-- Selected text --
*** Block opens ***

‘As there is nothing good in the root, there is consequently nothing in the fruit that is not tainted with the poison.
‘The maxims of morality which men stitch together are nothing but fig-leaves intended to hide their shame.[[745]]
‘Man is therefore twice dead; once because this is his nature, and yet again because, instructed by philosophy, he dares to assert—I live.
‘The law does not create sin, but it makes it plainly appear, as the sun draws out the foul smell of a corpse.[[746]]
‘The law is a sword which drives us violently out of paradise and kills us.
‘Faith is a steadfast witnessing of the Spirit of Christ with our spirit that we are children of God.’
The hearers had, for the most part, attained in their own experience to a certain knowledge of the truths which the Dutchman avowed; but all of them appreciated the power with which he set them forth, and the picturesque style in which his thought was dressed. He continued:—
‘Christ is the servant and the master of the law. He it is who, while sinking under the burden of sin, takes it away and casts it far from us and destroys it. He is at once the victim of death, and the medium by which death is destroyed. He is the captive of hell, and yet it is he who bursts open its gates.[[747]]
‘Perish the faith which lies slumbering and torpid, and does not vigorously press and drive on to charity. If thou hast faith indeed, fear not, thou hast also charity!’
After having thus delivered a good testimony of his faith, Henry of Zutphen left Wittenberg, came to Dort, and passed thence to Antwerp, where he labored zealously. In the cells of his brethren, the Augustines, in the refectory, as they went to the chapel and returned from it, he did not cease to urge the monks to draw from the Scriptures the treasures which had enriched himself.[[748]] He preached with so much fervor that the church of the Augustines would not hold the multitude that flocked to it. The learned, the ignorant, the magistrates, all classes wanted to hear him. He was the great preacher of the age; Antwerp hung upon his lips.[[749]] It appears that he was at this time nominated prior of the Augustines, as successor to Spreng.

*** Block closes ***

-- Information --
*** Block opens ***

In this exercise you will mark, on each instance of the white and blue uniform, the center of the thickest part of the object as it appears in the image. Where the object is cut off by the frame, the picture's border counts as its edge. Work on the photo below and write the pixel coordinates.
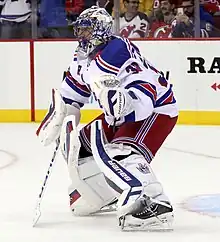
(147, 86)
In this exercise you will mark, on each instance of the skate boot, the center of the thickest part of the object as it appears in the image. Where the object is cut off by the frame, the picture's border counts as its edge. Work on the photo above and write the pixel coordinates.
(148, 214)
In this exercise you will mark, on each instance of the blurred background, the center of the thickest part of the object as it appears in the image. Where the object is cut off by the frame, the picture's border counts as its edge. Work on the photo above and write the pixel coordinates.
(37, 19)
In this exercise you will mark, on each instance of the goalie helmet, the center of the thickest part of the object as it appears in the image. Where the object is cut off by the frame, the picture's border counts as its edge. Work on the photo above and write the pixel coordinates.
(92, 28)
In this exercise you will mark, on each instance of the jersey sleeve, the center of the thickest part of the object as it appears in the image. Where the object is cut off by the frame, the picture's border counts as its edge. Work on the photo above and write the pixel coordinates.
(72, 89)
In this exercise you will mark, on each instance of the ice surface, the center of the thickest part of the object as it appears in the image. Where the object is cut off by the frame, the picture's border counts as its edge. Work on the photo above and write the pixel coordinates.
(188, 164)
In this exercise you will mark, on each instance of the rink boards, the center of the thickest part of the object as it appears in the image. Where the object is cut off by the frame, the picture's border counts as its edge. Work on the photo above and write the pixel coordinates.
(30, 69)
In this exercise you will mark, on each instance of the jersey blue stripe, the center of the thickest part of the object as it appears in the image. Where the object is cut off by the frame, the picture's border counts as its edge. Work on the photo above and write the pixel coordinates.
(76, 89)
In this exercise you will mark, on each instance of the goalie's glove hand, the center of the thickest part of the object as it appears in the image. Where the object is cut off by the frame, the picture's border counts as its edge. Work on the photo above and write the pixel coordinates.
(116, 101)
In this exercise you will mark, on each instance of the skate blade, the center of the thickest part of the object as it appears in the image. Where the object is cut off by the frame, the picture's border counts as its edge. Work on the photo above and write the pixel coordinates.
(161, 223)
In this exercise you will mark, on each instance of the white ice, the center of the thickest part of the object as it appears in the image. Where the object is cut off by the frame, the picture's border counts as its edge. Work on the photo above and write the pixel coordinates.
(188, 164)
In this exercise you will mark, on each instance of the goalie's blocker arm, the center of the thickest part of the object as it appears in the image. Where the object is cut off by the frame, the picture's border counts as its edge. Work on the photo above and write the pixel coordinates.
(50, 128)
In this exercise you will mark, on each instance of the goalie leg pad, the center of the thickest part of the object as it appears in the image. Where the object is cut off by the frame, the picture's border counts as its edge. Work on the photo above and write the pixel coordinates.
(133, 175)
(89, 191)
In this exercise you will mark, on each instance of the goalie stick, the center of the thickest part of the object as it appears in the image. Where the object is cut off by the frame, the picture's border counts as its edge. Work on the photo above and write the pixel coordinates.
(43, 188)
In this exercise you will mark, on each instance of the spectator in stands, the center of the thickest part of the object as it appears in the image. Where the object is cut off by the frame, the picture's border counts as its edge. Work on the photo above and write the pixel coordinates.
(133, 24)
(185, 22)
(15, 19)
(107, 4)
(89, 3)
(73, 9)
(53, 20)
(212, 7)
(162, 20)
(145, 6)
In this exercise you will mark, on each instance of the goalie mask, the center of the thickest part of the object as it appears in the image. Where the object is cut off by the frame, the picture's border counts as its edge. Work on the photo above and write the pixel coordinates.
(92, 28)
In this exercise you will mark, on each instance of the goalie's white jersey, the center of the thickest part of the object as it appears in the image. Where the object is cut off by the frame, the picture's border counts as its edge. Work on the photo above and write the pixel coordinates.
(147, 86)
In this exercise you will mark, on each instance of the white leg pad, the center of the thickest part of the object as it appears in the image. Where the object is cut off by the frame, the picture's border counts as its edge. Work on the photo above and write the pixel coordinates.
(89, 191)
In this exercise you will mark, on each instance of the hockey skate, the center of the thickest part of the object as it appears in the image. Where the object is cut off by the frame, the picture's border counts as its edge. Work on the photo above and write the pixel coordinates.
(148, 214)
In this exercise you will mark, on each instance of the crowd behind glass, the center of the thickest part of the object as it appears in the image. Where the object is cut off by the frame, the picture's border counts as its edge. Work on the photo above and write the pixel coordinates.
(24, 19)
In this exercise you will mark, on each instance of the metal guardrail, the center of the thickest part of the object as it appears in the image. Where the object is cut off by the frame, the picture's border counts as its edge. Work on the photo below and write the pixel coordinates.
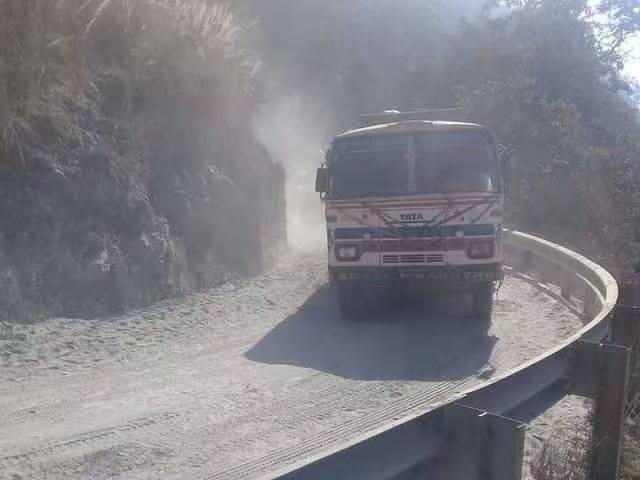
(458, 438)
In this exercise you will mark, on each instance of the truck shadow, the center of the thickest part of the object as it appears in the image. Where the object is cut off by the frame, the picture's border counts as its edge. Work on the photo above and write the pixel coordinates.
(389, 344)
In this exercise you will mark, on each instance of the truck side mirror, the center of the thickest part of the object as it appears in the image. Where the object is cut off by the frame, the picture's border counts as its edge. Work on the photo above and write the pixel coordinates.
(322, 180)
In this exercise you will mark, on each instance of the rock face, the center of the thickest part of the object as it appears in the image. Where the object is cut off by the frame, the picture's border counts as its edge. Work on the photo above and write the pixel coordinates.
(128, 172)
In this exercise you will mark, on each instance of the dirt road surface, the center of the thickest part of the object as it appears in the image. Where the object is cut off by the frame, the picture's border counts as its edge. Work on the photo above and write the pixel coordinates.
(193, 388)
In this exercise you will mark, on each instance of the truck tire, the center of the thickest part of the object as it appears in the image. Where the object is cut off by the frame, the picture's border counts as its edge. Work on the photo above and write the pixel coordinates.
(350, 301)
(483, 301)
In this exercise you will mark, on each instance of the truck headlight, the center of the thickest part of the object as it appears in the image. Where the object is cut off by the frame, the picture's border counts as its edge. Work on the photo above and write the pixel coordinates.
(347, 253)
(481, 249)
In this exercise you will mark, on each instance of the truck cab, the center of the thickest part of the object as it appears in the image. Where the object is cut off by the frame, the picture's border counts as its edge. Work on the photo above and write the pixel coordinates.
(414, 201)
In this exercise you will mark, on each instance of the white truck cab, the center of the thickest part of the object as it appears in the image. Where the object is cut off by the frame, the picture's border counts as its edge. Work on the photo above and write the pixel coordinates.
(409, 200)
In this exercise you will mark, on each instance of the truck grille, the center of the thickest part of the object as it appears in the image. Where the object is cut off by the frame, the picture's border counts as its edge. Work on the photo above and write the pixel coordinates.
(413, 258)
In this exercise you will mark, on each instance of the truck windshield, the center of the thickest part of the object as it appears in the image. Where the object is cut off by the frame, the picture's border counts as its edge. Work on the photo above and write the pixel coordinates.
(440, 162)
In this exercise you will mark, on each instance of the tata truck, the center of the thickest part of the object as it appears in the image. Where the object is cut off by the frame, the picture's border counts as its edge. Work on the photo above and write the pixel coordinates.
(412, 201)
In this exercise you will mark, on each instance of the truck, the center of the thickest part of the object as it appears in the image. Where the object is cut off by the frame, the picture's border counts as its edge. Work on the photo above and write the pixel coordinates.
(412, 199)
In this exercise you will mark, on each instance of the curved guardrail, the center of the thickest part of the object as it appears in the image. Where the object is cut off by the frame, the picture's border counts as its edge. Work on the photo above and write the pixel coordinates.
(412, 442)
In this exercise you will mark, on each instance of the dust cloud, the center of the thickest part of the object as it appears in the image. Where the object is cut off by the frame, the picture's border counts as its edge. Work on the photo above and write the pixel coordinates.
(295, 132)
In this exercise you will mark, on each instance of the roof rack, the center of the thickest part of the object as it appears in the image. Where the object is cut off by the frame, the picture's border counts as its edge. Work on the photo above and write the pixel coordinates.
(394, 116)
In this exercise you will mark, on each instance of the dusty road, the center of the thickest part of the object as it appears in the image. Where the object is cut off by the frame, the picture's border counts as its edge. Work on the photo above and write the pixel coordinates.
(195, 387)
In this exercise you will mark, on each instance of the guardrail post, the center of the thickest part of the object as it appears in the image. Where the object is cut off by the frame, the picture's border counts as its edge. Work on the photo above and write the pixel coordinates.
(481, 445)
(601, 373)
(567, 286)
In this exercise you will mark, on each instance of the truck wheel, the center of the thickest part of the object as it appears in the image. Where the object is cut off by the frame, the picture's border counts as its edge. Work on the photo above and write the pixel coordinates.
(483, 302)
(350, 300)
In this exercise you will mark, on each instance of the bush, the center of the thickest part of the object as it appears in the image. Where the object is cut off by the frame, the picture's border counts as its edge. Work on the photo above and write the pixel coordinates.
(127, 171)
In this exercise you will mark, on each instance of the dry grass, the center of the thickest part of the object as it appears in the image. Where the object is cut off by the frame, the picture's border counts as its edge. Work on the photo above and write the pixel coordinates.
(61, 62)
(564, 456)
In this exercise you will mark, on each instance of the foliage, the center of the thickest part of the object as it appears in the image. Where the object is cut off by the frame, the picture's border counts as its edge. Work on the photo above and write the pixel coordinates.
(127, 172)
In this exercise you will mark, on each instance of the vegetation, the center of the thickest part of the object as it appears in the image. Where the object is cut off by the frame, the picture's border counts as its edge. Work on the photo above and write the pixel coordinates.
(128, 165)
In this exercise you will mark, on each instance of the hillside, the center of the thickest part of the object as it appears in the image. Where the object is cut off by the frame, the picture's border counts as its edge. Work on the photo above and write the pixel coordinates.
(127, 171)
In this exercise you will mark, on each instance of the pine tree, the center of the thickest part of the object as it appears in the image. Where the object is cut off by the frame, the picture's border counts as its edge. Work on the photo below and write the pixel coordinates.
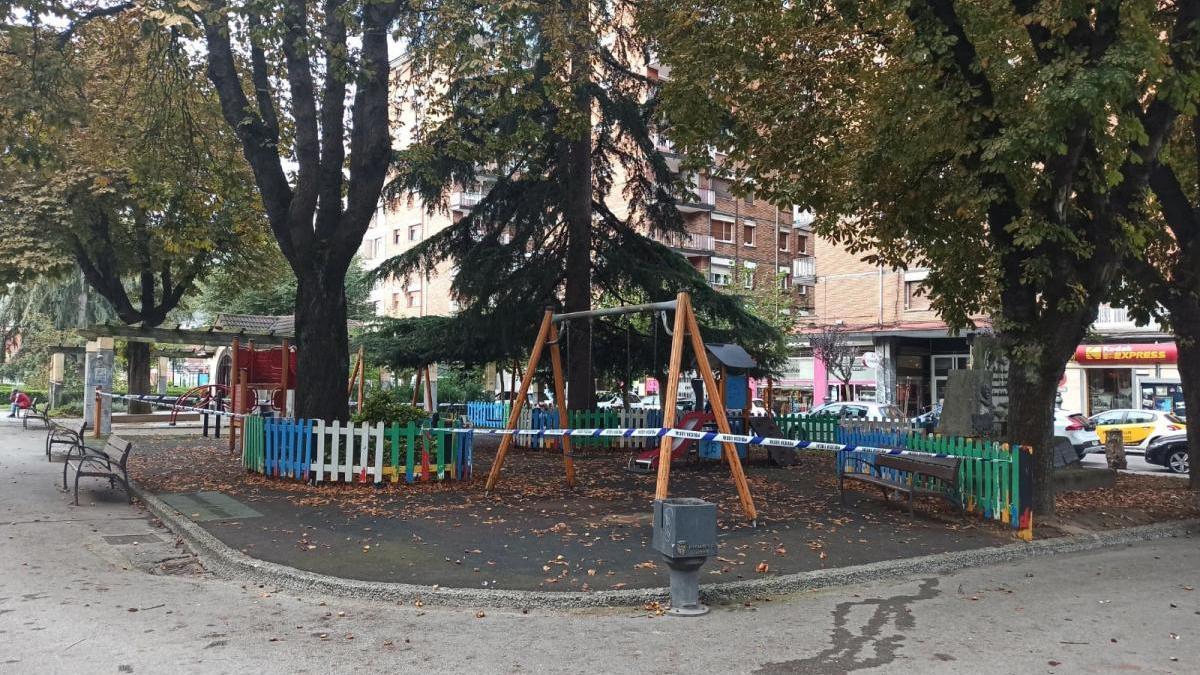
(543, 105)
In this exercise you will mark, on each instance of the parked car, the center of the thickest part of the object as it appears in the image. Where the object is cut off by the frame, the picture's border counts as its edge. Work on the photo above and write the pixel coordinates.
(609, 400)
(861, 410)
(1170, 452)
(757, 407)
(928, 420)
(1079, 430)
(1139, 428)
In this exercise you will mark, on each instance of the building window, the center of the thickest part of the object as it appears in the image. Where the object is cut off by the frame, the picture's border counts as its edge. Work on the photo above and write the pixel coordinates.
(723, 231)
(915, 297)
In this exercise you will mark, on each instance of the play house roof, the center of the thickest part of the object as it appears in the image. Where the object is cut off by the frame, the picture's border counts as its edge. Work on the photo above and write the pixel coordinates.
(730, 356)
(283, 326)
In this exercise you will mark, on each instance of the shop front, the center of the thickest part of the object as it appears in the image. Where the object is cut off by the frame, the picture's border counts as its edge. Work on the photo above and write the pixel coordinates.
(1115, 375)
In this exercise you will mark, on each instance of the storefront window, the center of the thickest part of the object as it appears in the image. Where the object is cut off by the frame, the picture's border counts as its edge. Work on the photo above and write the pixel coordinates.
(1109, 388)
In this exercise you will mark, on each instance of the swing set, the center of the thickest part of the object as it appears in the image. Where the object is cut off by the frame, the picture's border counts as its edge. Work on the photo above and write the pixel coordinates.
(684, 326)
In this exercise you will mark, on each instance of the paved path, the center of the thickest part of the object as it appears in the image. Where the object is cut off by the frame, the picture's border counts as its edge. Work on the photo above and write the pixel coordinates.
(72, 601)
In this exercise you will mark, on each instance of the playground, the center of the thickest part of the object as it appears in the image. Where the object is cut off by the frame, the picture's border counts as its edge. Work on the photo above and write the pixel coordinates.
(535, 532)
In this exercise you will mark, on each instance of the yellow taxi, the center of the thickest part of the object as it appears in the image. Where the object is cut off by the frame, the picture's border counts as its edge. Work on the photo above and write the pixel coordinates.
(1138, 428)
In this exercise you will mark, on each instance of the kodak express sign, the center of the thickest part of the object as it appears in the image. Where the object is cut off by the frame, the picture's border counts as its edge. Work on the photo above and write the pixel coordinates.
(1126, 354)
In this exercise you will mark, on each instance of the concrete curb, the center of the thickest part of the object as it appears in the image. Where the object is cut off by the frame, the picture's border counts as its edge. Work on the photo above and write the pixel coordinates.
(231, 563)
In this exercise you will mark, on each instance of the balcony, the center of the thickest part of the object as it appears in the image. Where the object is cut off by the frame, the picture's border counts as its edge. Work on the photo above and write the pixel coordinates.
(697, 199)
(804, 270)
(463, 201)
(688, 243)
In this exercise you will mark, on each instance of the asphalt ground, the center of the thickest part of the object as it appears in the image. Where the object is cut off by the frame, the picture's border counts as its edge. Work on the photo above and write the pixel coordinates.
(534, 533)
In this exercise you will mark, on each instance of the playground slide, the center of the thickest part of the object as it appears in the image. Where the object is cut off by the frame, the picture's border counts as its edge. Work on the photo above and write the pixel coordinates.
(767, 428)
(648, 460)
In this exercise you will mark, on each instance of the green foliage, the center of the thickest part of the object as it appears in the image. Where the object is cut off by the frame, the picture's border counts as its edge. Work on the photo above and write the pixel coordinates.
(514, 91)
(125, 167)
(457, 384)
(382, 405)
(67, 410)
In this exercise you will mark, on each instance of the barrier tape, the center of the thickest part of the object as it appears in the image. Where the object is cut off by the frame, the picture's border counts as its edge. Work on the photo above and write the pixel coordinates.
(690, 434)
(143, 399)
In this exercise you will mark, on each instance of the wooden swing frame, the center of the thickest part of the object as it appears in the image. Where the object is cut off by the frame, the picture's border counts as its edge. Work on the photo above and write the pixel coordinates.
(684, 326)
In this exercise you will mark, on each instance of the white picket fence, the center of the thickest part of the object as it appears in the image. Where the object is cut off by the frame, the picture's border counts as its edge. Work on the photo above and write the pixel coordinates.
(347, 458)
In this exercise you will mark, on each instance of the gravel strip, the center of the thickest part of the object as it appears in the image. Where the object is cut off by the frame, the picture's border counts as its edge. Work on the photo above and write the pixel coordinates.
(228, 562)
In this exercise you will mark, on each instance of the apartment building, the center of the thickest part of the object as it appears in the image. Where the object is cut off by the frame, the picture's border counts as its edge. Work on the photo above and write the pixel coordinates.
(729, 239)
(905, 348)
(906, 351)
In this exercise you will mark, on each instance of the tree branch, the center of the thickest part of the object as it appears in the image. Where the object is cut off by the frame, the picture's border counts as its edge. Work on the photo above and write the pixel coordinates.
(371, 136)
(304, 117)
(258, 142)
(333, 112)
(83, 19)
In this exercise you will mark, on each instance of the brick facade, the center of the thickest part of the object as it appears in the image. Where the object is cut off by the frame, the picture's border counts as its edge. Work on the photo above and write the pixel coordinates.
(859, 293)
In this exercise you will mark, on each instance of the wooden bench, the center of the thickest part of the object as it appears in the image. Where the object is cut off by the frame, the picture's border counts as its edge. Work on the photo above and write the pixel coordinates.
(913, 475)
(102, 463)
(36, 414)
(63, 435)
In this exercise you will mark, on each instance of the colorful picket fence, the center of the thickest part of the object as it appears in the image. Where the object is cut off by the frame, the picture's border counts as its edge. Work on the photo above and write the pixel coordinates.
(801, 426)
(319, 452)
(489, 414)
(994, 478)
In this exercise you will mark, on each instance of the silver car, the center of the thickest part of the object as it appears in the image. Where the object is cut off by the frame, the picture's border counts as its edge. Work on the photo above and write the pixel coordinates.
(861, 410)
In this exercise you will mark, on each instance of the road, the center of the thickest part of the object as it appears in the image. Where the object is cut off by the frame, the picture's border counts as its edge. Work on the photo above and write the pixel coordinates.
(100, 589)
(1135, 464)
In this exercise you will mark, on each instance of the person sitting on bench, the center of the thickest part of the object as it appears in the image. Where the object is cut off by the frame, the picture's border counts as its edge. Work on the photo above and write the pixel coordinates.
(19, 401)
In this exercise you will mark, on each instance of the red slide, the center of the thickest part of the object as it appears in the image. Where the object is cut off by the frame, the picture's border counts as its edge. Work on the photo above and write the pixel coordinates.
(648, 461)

*** Block closes ***

-- The task --
Reproduce the full passage on Henry of Zutphen word for word.

-- Output below --
‘As there is nothing good in the root, there is consequently nothing in the fruit that is not tainted with the poison.
‘The maxims of morality which men stitch together are nothing but fig-leaves intended to hide their shame.[[745]]
‘Man is therefore twice dead; once because this is his nature, and yet again because, instructed by philosophy, he dares to assert—I live.
‘The law does not create sin, but it makes it plainly appear, as the sun draws out the foul smell of a corpse.[[746]]
‘The law is a sword which drives us violently out of paradise and kills us.
‘Faith is a steadfast witnessing of the Spirit of Christ with our spirit that we are children of God.’
The hearers had, for the most part, attained in their own experience to a certain knowledge of the truths which the Dutchman avowed; but all of them appreciated the power with which he set them forth, and the picturesque style in which his thought was dressed. He continued:—
‘Christ is the servant and the master of the law. He it is who, while sinking under the burden of sin, takes it away and casts it far from us and destroys it. He is at once the victim of death, and the medium by which death is destroyed. He is the captive of hell, and yet it is he who bursts open its gates.[[747]]
‘Perish the faith which lies slumbering and torpid, and does not vigorously press and drive on to charity. If thou hast faith indeed, fear not, thou hast also charity!’
After having thus delivered a good testimony of his faith, Henry of Zutphen left Wittenberg, came to Dort, and passed thence to Antwerp, where he labored zealously. In the cells of his brethren, the Augustines, in the refectory, as they went to the chapel and returned from it, he did not cease to urge the monks to draw from the Scriptures the treasures which had enriched himself.[[748]] He preached with so much fervor that the church of the Augustines would not hold the multitude that flocked to it. The learned, the ignorant, the magistrates, all classes wanted to hear him. He was the great preacher of the age; Antwerp hung upon his lips.[[749]] It appears that he was at this time nominated prior of the Augustines, as successor to Spreng.